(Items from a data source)
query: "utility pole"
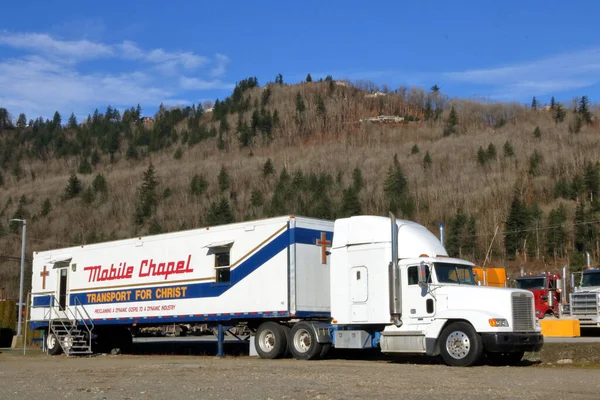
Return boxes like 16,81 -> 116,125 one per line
9,218 -> 27,336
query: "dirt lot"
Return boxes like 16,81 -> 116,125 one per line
0,350 -> 600,400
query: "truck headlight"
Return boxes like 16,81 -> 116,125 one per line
488,318 -> 508,328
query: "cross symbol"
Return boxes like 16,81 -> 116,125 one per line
317,232 -> 331,264
40,265 -> 50,289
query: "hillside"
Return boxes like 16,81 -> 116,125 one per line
0,77 -> 600,297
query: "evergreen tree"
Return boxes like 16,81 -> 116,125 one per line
190,174 -> 208,196
316,94 -> 327,118
173,147 -> 183,160
296,92 -> 306,114
352,167 -> 365,193
384,154 -> 415,218
546,204 -> 569,259
423,151 -> 432,169
444,106 -> 458,136
92,174 -> 108,198
529,150 -> 543,176
134,163 -> 158,225
67,113 -> 77,129
17,113 -> 27,129
340,186 -> 361,218
79,158 -> 92,174
583,162 -> 600,201
477,146 -> 487,165
206,198 -> 233,226
40,198 -> 52,217
552,103 -> 567,124
91,150 -> 100,167
423,98 -> 433,121
218,166 -> 231,192
577,96 -> 592,125
250,189 -> 265,207
445,209 -> 477,258
263,158 -> 275,177
504,191 -> 529,260
63,174 -> 83,200
502,140 -> 515,158
485,143 -> 496,161
552,177 -> 573,200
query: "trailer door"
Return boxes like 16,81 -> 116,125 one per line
58,268 -> 69,310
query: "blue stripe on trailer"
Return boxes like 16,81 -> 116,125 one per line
30,311 -> 330,330
66,228 -> 333,306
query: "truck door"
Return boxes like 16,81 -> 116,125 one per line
402,265 -> 435,324
350,266 -> 369,322
58,268 -> 69,310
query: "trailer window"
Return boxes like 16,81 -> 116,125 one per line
406,265 -> 431,285
215,249 -> 231,282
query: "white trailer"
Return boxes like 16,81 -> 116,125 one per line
32,216 -> 543,366
569,268 -> 600,329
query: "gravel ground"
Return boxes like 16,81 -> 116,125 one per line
0,352 -> 600,400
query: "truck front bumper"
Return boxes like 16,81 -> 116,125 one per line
481,332 -> 544,353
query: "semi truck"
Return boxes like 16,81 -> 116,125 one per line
515,272 -> 562,319
570,267 -> 600,329
31,214 -> 543,366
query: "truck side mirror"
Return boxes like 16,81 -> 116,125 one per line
418,261 -> 429,287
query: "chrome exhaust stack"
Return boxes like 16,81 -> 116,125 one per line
388,212 -> 402,327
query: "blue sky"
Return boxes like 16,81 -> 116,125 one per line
0,0 -> 600,118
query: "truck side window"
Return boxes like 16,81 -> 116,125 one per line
407,266 -> 419,285
215,249 -> 231,282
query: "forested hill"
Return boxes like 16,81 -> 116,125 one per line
0,75 -> 600,296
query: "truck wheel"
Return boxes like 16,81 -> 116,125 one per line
254,322 -> 287,359
290,321 -> 322,360
439,322 -> 483,367
46,333 -> 62,356
486,351 -> 525,366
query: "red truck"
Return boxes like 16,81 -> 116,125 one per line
516,272 -> 562,319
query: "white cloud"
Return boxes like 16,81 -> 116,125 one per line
179,76 -> 235,90
210,53 -> 230,77
0,31 -> 233,118
443,48 -> 600,99
0,32 -> 114,61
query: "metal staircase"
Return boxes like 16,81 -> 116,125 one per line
48,295 -> 94,356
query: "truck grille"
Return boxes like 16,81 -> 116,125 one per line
571,293 -> 598,315
512,293 -> 534,332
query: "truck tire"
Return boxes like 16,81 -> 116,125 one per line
439,322 -> 483,367
486,351 -> 525,366
289,321 -> 323,360
46,333 -> 62,356
254,322 -> 287,360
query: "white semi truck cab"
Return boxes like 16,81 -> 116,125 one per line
570,268 -> 600,328
330,216 -> 543,366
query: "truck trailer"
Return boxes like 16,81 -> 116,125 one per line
31,214 -> 543,366
570,267 -> 600,329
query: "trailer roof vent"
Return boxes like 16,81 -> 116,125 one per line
202,240 -> 233,249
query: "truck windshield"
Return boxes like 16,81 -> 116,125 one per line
434,263 -> 475,285
581,272 -> 600,287
517,278 -> 546,289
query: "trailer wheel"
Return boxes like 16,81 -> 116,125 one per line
254,322 -> 287,359
290,321 -> 323,360
46,333 -> 62,356
486,351 -> 525,366
439,322 -> 483,367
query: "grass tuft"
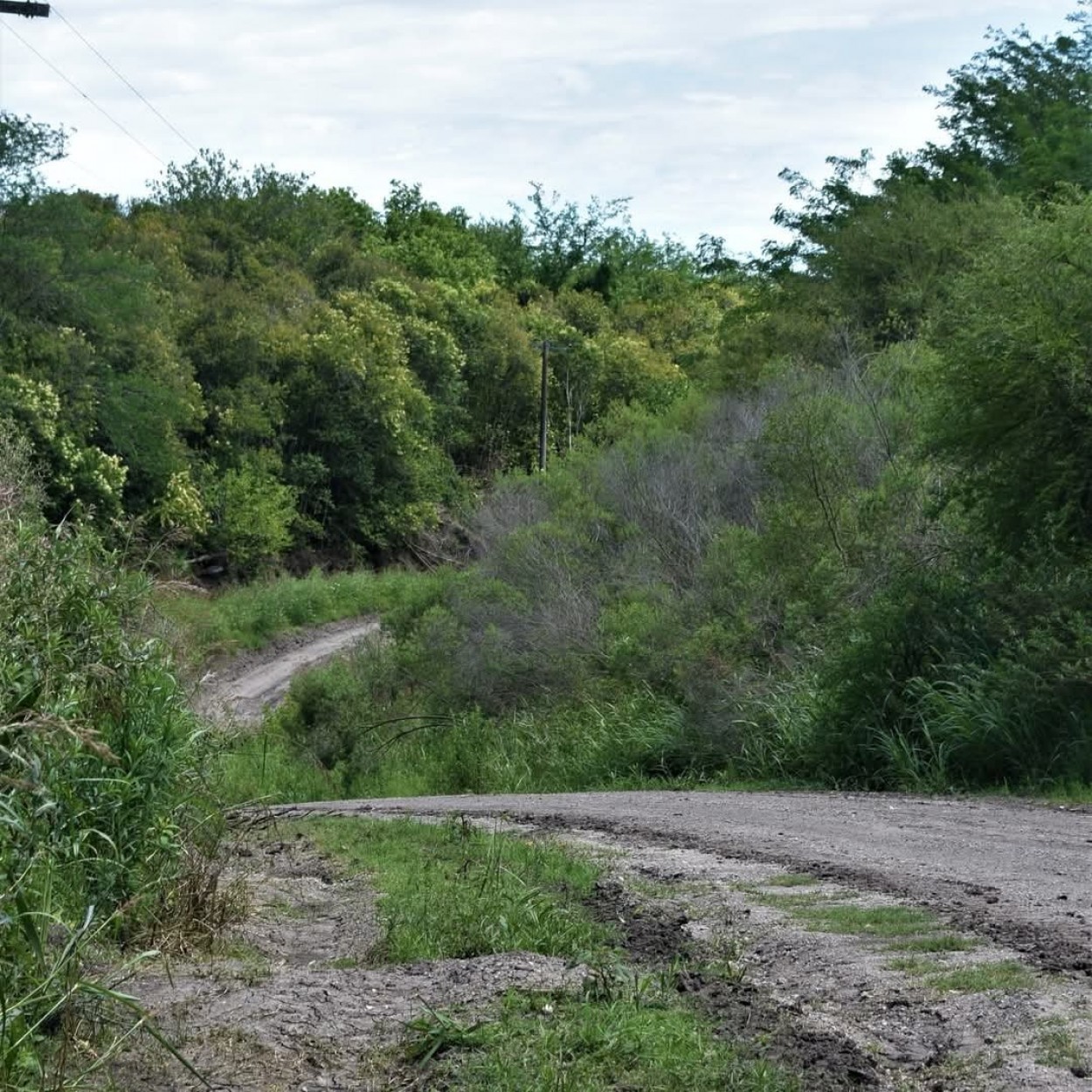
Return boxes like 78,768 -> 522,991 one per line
888,933 -> 982,952
410,992 -> 799,1092
304,819 -> 612,964
926,960 -> 1035,994
763,873 -> 819,887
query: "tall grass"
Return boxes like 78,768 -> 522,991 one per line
0,429 -> 212,1089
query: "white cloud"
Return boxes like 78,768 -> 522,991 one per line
0,0 -> 1073,250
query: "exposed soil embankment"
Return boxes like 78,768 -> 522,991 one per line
196,619 -> 379,724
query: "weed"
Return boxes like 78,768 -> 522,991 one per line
306,819 -> 612,962
157,569 -> 444,667
326,956 -> 361,971
1035,1017 -> 1084,1069
781,896 -> 938,937
411,992 -> 799,1092
926,960 -> 1035,994
887,933 -> 982,952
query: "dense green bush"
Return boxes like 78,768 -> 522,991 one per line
0,428 -> 202,1088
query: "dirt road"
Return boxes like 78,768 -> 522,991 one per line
196,619 -> 379,724
168,621 -> 1092,1092
274,791 -> 1092,974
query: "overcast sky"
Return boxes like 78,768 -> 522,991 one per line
0,0 -> 1077,253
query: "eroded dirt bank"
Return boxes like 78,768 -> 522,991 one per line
195,619 -> 379,724
266,791 -> 1092,974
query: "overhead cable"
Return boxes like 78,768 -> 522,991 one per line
0,20 -> 167,167
52,4 -> 201,156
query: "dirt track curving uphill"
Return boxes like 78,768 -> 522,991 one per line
197,619 -> 379,724
141,621 -> 1092,1092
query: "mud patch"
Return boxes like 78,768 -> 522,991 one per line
588,872 -> 879,1092
585,879 -> 690,964
109,838 -> 582,1092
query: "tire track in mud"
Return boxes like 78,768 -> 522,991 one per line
262,791 -> 1092,977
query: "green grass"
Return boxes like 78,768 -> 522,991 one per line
888,933 -> 982,952
1035,1017 -> 1084,1069
790,904 -> 938,937
302,819 -> 612,964
157,569 -> 442,664
739,883 -> 844,916
925,960 -> 1035,994
410,992 -> 799,1092
210,719 -> 341,807
763,873 -> 819,887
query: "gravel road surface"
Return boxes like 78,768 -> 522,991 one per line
273,791 -> 1092,975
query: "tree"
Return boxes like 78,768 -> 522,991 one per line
923,0 -> 1092,197
927,197 -> 1092,554
0,110 -> 65,204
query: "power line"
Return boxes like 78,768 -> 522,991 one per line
52,4 -> 201,156
0,20 -> 167,167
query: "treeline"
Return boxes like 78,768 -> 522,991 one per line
271,8 -> 1092,793
0,121 -> 738,576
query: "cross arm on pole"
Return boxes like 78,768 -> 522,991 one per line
0,0 -> 49,18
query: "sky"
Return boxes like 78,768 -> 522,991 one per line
0,0 -> 1077,256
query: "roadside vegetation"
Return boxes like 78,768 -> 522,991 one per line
0,427 -> 221,1090
266,5 -> 1092,798
6,3 -> 1092,1088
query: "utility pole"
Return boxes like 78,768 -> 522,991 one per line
538,337 -> 549,472
0,0 -> 49,18
537,337 -> 569,471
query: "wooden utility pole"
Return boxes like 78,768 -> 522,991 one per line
538,337 -> 549,471
536,337 -> 569,471
0,0 -> 49,18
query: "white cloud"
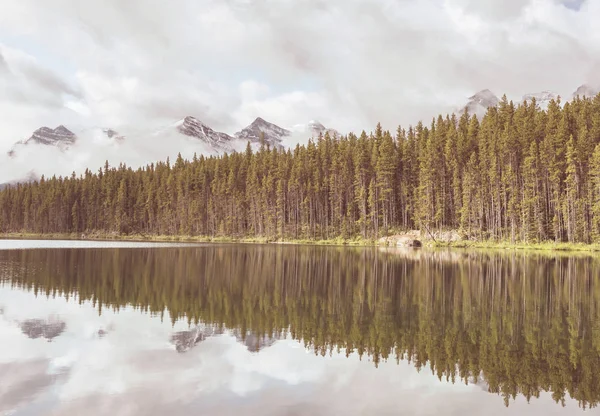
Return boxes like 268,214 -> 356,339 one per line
0,0 -> 600,180
0,286 -> 581,416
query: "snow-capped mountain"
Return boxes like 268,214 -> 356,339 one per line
170,324 -> 281,353
8,125 -> 125,157
175,116 -> 234,151
573,84 -> 600,98
460,89 -> 500,118
233,117 -> 291,148
521,91 -> 559,110
290,120 -> 340,138
19,319 -> 67,341
25,124 -> 77,149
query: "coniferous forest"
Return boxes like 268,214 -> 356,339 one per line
0,95 -> 600,243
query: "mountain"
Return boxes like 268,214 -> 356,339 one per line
170,325 -> 280,353
290,120 -> 340,138
460,89 -> 500,118
8,125 -> 125,157
234,330 -> 280,352
521,91 -> 558,110
233,117 -> 291,148
102,129 -> 125,142
20,319 -> 67,341
175,116 -> 234,151
573,84 -> 600,98
171,326 -> 223,353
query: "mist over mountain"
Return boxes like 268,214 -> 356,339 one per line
0,84 -> 600,186
0,116 -> 339,187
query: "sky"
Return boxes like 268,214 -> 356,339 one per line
0,276 -> 599,416
0,0 -> 600,182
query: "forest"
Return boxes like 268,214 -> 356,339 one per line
0,95 -> 600,243
0,245 -> 600,408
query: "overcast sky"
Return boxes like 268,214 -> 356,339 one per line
0,0 -> 600,148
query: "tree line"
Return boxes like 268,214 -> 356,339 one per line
0,96 -> 600,243
0,245 -> 600,407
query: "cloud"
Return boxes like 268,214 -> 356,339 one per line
0,285 -> 577,416
0,0 -> 600,176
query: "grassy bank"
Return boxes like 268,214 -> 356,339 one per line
429,241 -> 600,252
0,233 -> 600,252
0,233 -> 377,246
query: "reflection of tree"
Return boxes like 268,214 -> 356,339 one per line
0,245 -> 600,407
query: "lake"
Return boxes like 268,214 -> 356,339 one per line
0,240 -> 600,416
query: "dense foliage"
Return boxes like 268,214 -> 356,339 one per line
0,96 -> 600,243
0,245 -> 600,407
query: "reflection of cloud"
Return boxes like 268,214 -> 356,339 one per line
0,359 -> 65,413
0,286 -> 580,416
20,319 -> 67,341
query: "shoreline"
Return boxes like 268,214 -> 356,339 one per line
0,233 -> 600,253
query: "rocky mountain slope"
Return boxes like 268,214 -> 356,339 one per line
233,117 -> 291,147
291,120 -> 340,138
459,84 -> 600,118
460,89 -> 500,117
521,91 -> 559,110
8,125 -> 125,157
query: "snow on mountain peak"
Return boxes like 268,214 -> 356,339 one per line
175,116 -> 233,150
573,84 -> 600,98
460,89 -> 500,117
521,90 -> 559,110
234,117 -> 291,147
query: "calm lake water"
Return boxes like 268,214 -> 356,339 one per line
0,240 -> 600,416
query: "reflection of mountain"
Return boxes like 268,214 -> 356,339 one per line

**THE PROBLEM:** Please copy the items from the beginning through the line with "0,77 -> 600,297", changing "dirt lot" to "gravel lot" and leaving all else as it is. Omit the pictures.

**FULL SOLUTION:**
query: "utility pole"
Return boxes like 16,81 -> 116,125 one per line
9,218 -> 27,336
query: "gravel lot"
Return boxes like 16,81 -> 116,125 one per line
0,350 -> 600,400
query: "truck headlight"
Return boxes like 16,81 -> 116,125 one per line
488,318 -> 508,328
query: "cross symbol"
Return boxes like 16,81 -> 116,125 one per line
317,232 -> 331,264
40,265 -> 50,289
query: "hillside"
Return boxes like 16,81 -> 116,125 one per line
0,77 -> 600,297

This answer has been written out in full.